Фрагмент текста:
• • •
Кусочек 7

ПОДЛЯНКИ СУДЬБЫ

Каким бы благородным боец не был, все равно его методы в той или иной мере являются экстремистскими. Поскольку сам стиль мышления бойца и его повадки суть ВЫЗОВ.

Вызов Несправедливости прежде всего. Но и вызов обществу, которое не спешит удалять Несправедливость хирургическим путем. А панькается с ней и пытается ее законсервировать. Поэтому я и сам до недавнего времени был уверен, что лучшим лекарством от хамства и наглости является удар в челюсть. И это так, но…

Судьба нас иногда предупреждает: мол, хватит, пора притормозить коней. Поскольку мы незаметно для себя уже перешли барьер, за которым заканчивается благородство и справедливость и начинается произвол наших желаний и действий (который мы по инерции продолжаем оправдывать необходимостью восстановления Добра).

Вот о таких Предупреждениях Судьбы я и хотел бы поведать ниже. Но, к слову сказать, многие люди не рассматривают это как Предупреждения. Они склонны рассматривать это как некие Подлянки Судьбы. Итак, Предупреждение или Подлянка? Пусть читатель сам решит. А я опишу три характерных случая, которые приключились со мной.

Случай первый. Кирпич и коляска

Как-то теплым осенним днем в самый разгар бабьего лета произошел у меня конфликт с двумя студентами соседнего института. Случилось это на широкой, центральной алее парка. Где всегда полным-полно молодёжи, красивых девчонок, мамаш с колясками и прыгающих по деревьям белочек. Не помню уж, чего мы завелись? Но в молодости причин хватает…

Парни оказались каратистами. Подтянутые, стройные, прыгучие, растянутые. Им по приколу было обкатать свою технику в натуре. Но и я был не промах – как-никак мастер спорта СССР по дзюдо, плюс первый дан по карате. Естественно, мне тоже было по приколу обкатать свою каратистскую технику в полевых условиях. С такой внутренней мотивацией мы и начали свой «боевой танец»…

* * *

Мне было интересно. Я не чувствовал с их стороны какой-то особой угрозы. Поэтому абстрагировался от боя и вроде бы со стороны наблюдал за тем, как работает их «кихон» на фоне моего. Но это продолжалось недолго. Наслаждаться красотой боя стало опасно, так как оказалось, что ребята владеют карате не хуже меня. И плотность их ударов, естественно, в два раза превышала мою. Уразумев, что чисто каратистскими методами мне с ними не совладать, я включил и всякие самбистские примочки. Выводил их из равновесия, используя одежду. Ронял на землю с помощью подсечек, подножек, и невысоких бросков.

Это их злило. Но что они могли поделать?..

Зеваки, которые волей случая оказались неподалеку от места схватки, дружно комментировали происходящее. Было слышно, как они давали советы, болели за одну из сторон, и еще б немножко – начали бы делать ставки.
• • •
Задания:
a – Перечислите по фрагменту всех, кто, по словам рассказчика, всегда в изобилии бывает на центральной аллее парка.
b – Объясните по фрагменту, почему рассказчик в драке со студентами перешёл к самбистским приёмам.

Предоставленные данные:
• • •
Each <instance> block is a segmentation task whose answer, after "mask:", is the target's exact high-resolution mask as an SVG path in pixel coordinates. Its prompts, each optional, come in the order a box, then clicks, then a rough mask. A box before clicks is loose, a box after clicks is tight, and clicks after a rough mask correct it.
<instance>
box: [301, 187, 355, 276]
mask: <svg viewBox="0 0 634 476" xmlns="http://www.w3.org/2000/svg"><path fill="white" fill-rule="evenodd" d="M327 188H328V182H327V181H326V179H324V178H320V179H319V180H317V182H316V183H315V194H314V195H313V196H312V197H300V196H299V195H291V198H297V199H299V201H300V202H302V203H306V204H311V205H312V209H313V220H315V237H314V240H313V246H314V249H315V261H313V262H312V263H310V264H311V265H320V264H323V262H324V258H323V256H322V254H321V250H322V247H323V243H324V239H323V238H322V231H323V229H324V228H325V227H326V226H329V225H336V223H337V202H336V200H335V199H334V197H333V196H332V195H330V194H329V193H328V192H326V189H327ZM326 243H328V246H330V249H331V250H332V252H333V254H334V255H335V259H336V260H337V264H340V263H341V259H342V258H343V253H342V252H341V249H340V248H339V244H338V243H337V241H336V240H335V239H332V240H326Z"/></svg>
• • •
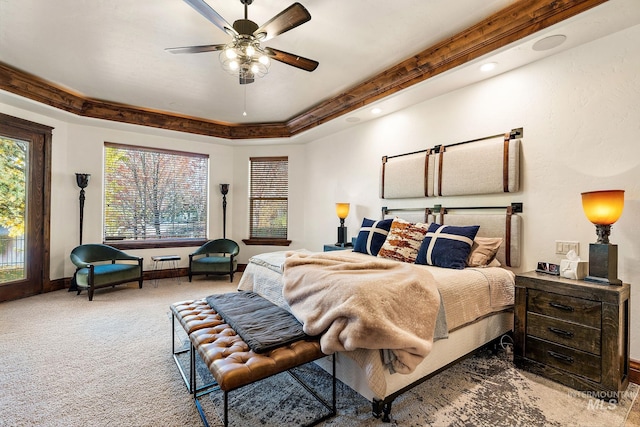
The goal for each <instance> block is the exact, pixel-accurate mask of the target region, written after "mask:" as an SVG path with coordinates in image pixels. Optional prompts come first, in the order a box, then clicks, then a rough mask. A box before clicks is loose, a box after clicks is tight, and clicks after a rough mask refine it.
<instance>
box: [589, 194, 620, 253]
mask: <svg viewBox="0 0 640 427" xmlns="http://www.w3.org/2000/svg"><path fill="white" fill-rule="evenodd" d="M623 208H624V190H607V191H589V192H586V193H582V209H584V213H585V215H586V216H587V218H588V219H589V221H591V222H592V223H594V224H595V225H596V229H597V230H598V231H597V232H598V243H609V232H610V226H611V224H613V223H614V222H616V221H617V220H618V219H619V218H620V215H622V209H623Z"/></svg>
• • •
Список ответов:
a – Молодёжь, красивые девчонки, мамаши с колясками и прыгающие по деревьям белочки.

b – Он понял, что одними каратистскими методами с противниками не совладать. Ребята владели карате не хуже него, а плотность их ударов была вдвое больше, чем у него.